* Text to read:
──────

There is a fine line between fishing success and maddening days of no bites. I wrote an article in 2014 about the importance of learning fishing windows. It’s a key part of an angler’s learning process. As you learn your favorite fishing body of water, you will learn not only seasonal patterns but the specific bites inside of those seasonal patterns. But getting locked into those windows can push you over to the wrong side of the line.
A recent illustration
For example, on Kentucky Lake I look forward every year to certain “bites.” Not a specific bite from a fish, but a fishing technique and even a lure that the fish bite in common times year after year. For me it’s jerkbait fishing in the early winter, prespawn cranking, skippy wacky rigs to spawning fish, flipping bushes, deep cranking ledges, and one of my all-time favorites is the fall topwater bite.
Right now is normally when fall topwaters ramp up as the pattern here. But that’s hardly the case anymore. It’s no secret that a number of environmental factors are changing the fishing on Kentucky Lake. Without spiraling down the worm hole of the carp discussion in this article, let’s just say that there is a lot more philosophical discussions on the fishing these days around the lake.

──────

* Source material:
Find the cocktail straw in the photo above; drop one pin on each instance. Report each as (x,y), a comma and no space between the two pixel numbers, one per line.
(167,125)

──────

* Request: Can you continue the fishing article on Kentucky Lake from its last sentence?

* Output of the exercise:
This weekend, I fished a team tournament. My team partner is a pretty well known angler nationally and very well known in these parts. Terry Bolton had a great finish in the BFL Super Tournament two weeks prior. So we felt pretty good about the fishing even though we knew it would be tough.
Well long story short, we threw back our one keeper, put the boat on the trailer and went home with our tails between our legs. Fishing was tough for a lot of folks. When 8 pounds gets a check in a team tournament on Kentucky Lake, fishing isn’t exactly swell. But 23 pounds won. That didn’t spin me out nearly as much as finding out that the winner fished the same pattern we did, albeit in completely different water. We got our teeth kicked in basically doing the same thing the winner did.
Knowing the line
And that is the fine line in fishing. You can know the bite, the winning bait, presentation, cover and pattern. But that doesn’t mean it’s going to work every where or every day. What was the deal a week or two before can evaporate overnight. Conditions change. We all know we have to adapt and fish the conditions. But even then, how do you assess quickly on the fly when to stay and when to go? When to stick with a presentation and when to abandon it.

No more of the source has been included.